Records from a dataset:
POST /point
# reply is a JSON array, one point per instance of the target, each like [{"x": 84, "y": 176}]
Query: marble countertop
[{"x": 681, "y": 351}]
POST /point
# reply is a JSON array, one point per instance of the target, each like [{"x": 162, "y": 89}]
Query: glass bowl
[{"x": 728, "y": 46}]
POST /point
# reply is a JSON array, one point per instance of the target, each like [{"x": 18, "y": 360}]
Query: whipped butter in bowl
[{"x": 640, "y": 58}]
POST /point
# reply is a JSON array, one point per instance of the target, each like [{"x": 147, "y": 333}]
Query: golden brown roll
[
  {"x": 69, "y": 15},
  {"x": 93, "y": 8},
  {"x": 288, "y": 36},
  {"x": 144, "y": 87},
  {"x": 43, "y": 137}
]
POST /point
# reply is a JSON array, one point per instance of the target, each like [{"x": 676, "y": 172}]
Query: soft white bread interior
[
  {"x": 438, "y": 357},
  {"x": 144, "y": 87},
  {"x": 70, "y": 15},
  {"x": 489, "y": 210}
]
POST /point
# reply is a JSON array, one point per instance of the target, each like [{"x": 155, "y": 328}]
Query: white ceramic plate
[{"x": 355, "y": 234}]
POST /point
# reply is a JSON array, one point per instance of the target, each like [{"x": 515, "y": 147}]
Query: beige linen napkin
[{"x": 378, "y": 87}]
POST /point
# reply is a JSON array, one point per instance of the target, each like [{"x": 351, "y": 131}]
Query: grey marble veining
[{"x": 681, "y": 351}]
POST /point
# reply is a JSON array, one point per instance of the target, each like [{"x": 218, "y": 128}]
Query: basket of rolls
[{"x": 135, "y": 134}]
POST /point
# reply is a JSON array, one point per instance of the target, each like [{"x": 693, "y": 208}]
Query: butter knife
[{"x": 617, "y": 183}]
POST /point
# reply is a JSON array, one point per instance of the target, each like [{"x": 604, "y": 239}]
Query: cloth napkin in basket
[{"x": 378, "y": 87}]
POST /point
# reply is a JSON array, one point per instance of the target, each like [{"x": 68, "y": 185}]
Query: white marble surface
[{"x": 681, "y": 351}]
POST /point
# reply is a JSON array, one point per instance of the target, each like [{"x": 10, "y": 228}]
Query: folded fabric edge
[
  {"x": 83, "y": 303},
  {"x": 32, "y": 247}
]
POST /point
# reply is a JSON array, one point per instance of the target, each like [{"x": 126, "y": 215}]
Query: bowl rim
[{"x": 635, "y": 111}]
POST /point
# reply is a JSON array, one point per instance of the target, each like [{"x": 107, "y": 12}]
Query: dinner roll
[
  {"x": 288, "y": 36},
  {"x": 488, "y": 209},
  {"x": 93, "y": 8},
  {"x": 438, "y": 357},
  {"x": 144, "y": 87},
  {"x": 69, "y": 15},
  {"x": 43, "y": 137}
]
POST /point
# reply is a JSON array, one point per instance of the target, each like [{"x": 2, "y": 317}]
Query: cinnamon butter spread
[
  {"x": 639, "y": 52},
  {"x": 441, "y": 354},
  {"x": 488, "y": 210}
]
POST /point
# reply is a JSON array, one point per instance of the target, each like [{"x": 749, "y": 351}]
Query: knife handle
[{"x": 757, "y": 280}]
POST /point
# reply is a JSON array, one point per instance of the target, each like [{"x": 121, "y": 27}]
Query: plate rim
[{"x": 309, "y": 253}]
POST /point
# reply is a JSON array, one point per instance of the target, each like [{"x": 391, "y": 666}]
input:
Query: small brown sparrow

* EXERCISE DIRECTIONS *
Produce an exact copy of every entry above.

* RESPONSE FOR THIS EXERCISE *
POST /point
# reply is a JSON array, one point per instance of the target, each like [{"x": 84, "y": 176}]
Query: marble countertop
[{"x": 681, "y": 351}]
POST /point
# reply is a JSON array, one point per instance of the target, each like [{"x": 162, "y": 89}]
Query: glass bowl
[{"x": 728, "y": 46}]
POST /point
# reply is a JSON array, one point per instance of the target, each like [{"x": 18, "y": 360}]
Query: whipped butter in bowl
[{"x": 640, "y": 58}]
POST /point
# reply is a JSON array, one point per instance of the target, each like [{"x": 147, "y": 333}]
Query: golden brown roll
[
  {"x": 69, "y": 15},
  {"x": 93, "y": 8},
  {"x": 288, "y": 36},
  {"x": 144, "y": 87},
  {"x": 43, "y": 137}
]
POST /point
# reply is a JSON array, one point per instance of the target, each like [{"x": 676, "y": 172}]
Query: soft white bread interior
[
  {"x": 438, "y": 357},
  {"x": 144, "y": 87},
  {"x": 70, "y": 15},
  {"x": 489, "y": 210}
]
POST /point
# reply is a JSON array, one point per instance of the target, each like [{"x": 155, "y": 328}]
Query: white ceramic plate
[{"x": 355, "y": 234}]
POST /point
# reply is a JSON array, one point per instance of the target, each like [{"x": 515, "y": 147}]
Query: beige linen napkin
[{"x": 378, "y": 87}]
POST /point
# reply is a JSON array, one point per instance of the target, each like [{"x": 351, "y": 131}]
Query: grey marble veining
[{"x": 681, "y": 351}]
POST /point
# reply is a JSON array, one point per instance of the target, each like [{"x": 218, "y": 128}]
Query: basket of rolls
[{"x": 135, "y": 134}]
POST /point
# reply is a JSON array, one point per instance of the target, each like [{"x": 693, "y": 208}]
Query: butter knife
[{"x": 617, "y": 183}]
POST /point
# reply is a JSON array, one point per instance of the target, each like [{"x": 604, "y": 239}]
Query: cloth napkin in basket
[{"x": 378, "y": 87}]
POST /point
# reply is a JSON array, one point per instance of the target, each like [{"x": 68, "y": 185}]
Query: white marble surface
[{"x": 681, "y": 351}]
POST /point
# reply is a JSON array, one point per instance of the target, each like [{"x": 10, "y": 228}]
Query: folded fabric edge
[
  {"x": 83, "y": 303},
  {"x": 32, "y": 247}
]
POST /point
# reply is a JSON array, one point per instance of the target, each like [{"x": 126, "y": 215}]
Query: bowl rim
[{"x": 635, "y": 111}]
POST /point
# reply is a JSON array, one point per instance of the target, each like [{"x": 107, "y": 12}]
Query: dinner roll
[
  {"x": 288, "y": 36},
  {"x": 488, "y": 209},
  {"x": 93, "y": 8},
  {"x": 438, "y": 357},
  {"x": 144, "y": 87},
  {"x": 69, "y": 15},
  {"x": 43, "y": 137}
]
POST /point
# reply is a JSON array, one point per instance of the target, each like [{"x": 2, "y": 317}]
Query: cinnamon butter spread
[
  {"x": 639, "y": 52},
  {"x": 441, "y": 354},
  {"x": 488, "y": 210}
]
POST /point
# reply is a JSON array, one point per instance of the target, each like [{"x": 749, "y": 351}]
Query: knife handle
[{"x": 757, "y": 280}]
POST /point
# reply is a JSON array, one point per instance of the target, each like [{"x": 121, "y": 27}]
Query: plate rim
[{"x": 309, "y": 253}]
POST /point
# reply is a JSON array, one point per instance of the target, each like [{"x": 391, "y": 666}]
input:
Query: small brown sparrow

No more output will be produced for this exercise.